**WHAT THE TASK REQUIRES:** From the entries below, list every line that contains the word "white", copying each such line in full. Matching is case-sensitive.

[BEGIN TASK INPUTS]

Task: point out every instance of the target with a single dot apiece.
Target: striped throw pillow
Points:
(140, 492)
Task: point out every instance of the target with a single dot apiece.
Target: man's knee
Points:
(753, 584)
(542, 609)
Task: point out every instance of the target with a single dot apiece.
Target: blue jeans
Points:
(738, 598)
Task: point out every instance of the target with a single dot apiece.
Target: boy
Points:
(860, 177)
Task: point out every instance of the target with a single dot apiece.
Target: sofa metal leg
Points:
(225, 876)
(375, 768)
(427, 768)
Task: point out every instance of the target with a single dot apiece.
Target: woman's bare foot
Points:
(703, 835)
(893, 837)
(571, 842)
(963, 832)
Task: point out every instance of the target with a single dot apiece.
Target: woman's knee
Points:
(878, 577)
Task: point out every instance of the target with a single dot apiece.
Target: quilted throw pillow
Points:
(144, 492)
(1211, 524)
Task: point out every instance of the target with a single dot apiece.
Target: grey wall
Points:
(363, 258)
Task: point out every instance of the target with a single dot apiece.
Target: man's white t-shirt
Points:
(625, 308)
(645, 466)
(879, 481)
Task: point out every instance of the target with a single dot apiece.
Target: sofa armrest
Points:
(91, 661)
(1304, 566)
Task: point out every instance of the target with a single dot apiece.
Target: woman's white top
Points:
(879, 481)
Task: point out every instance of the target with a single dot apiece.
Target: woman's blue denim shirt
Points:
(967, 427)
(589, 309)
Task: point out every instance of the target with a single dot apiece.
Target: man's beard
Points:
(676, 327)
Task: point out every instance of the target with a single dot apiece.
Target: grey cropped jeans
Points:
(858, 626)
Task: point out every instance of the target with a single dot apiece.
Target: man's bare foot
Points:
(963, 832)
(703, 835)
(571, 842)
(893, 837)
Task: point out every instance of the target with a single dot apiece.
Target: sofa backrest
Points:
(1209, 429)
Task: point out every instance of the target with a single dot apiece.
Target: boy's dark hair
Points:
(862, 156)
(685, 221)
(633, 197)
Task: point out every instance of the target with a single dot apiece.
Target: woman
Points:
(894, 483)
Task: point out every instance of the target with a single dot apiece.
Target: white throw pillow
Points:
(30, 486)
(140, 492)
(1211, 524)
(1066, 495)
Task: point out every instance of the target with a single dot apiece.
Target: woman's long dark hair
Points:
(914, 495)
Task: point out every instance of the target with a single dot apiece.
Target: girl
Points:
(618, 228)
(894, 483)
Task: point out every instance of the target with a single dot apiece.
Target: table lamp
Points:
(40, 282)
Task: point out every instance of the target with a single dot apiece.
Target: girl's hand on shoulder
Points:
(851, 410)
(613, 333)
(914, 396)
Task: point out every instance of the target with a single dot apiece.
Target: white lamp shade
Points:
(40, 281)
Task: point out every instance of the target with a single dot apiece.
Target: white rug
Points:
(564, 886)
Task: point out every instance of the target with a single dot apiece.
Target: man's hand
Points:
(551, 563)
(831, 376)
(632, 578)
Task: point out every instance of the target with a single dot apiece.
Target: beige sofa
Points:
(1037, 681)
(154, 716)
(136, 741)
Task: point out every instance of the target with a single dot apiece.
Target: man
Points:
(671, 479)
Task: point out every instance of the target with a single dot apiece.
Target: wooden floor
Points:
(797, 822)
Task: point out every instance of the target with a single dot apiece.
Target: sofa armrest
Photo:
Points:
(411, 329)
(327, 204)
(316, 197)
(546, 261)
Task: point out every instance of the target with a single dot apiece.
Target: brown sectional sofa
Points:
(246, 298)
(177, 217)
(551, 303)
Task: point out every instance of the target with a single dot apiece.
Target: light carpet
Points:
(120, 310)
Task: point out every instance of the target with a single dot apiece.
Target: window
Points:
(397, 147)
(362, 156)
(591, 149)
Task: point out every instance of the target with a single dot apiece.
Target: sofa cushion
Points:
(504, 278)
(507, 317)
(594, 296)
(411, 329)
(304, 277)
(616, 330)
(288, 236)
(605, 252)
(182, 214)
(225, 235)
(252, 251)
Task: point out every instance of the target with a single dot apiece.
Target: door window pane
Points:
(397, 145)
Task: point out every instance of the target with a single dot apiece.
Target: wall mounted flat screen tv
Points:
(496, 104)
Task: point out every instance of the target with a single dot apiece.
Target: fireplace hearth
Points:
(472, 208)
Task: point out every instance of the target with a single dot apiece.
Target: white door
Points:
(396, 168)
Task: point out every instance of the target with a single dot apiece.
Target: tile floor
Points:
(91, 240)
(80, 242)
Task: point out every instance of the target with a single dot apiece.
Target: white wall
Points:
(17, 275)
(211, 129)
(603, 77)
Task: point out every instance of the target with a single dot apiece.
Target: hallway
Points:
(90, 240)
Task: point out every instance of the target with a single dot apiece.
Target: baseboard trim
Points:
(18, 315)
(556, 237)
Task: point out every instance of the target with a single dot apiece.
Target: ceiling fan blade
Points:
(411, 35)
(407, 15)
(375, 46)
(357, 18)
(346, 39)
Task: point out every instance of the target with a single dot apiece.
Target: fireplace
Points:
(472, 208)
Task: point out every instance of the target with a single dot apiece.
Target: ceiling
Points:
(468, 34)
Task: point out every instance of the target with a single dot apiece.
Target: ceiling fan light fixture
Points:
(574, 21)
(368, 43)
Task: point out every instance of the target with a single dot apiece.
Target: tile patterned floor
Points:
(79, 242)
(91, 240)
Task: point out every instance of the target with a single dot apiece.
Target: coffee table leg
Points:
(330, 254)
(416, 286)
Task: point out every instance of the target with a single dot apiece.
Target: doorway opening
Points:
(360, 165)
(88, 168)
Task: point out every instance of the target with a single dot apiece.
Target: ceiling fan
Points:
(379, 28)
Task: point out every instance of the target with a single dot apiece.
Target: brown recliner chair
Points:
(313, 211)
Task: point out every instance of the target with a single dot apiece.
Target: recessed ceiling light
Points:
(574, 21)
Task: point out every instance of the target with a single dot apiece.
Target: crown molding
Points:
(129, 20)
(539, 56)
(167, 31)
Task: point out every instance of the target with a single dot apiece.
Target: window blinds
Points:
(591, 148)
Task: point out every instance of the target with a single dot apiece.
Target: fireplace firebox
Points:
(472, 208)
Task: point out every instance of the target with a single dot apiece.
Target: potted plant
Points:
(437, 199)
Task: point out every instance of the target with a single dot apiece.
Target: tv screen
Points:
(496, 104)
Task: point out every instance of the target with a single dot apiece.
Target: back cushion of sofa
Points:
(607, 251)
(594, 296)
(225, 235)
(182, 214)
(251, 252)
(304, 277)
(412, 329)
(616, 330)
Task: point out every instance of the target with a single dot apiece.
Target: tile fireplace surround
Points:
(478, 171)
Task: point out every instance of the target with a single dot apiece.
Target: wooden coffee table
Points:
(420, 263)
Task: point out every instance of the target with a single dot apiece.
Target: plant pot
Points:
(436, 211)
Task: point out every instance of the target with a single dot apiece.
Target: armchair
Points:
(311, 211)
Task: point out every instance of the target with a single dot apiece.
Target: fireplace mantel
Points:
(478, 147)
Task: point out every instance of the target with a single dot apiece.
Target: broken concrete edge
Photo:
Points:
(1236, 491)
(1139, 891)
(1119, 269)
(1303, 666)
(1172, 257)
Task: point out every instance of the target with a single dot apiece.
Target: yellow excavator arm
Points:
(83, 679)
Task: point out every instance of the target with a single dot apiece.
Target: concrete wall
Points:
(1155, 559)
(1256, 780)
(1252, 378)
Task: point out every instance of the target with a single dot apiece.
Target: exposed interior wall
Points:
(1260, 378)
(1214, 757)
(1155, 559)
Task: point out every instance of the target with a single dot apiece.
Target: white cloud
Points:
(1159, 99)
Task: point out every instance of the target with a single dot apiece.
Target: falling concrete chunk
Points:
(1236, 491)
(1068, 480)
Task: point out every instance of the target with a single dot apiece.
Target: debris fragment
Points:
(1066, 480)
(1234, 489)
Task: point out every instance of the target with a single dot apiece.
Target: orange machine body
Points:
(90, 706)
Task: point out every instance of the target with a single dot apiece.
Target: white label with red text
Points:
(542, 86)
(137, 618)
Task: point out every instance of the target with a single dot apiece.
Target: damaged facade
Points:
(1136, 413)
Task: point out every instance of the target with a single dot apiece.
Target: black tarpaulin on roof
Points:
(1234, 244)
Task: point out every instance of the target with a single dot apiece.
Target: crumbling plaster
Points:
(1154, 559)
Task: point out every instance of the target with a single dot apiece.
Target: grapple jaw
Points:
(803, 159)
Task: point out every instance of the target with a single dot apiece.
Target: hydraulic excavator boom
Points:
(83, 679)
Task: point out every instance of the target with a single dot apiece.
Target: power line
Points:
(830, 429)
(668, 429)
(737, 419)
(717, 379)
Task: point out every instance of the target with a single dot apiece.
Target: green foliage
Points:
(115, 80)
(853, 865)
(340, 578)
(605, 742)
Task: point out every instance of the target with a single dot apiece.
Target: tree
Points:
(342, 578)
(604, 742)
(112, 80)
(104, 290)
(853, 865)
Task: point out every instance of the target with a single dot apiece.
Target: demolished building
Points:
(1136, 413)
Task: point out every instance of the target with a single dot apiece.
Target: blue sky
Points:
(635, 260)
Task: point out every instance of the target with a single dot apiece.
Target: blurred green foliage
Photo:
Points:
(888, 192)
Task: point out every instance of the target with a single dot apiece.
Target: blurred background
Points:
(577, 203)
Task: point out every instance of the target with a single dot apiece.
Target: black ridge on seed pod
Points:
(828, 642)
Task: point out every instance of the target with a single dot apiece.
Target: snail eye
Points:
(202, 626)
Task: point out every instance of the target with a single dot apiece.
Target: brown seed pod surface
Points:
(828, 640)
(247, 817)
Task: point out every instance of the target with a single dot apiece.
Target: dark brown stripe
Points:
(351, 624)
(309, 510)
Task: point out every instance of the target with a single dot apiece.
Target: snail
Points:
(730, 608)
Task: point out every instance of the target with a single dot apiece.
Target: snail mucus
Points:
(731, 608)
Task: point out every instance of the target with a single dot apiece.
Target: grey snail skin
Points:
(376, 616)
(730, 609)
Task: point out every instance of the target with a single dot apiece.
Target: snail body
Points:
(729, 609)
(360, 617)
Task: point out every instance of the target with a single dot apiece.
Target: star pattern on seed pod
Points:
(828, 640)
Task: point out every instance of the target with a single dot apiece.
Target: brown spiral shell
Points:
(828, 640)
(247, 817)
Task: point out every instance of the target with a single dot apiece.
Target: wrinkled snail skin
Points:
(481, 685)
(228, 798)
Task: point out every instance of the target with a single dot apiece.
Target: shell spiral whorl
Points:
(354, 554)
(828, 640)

[END TASK INPUTS]

**CORRECT ANSWER:**
Target: man's white t-shirt
Target: woman's white top
Target: white throw pillow
Target: white lamp shade
Target: white rug
Target: white door
Target: white wall
Target: white cloud
Target: white label with red text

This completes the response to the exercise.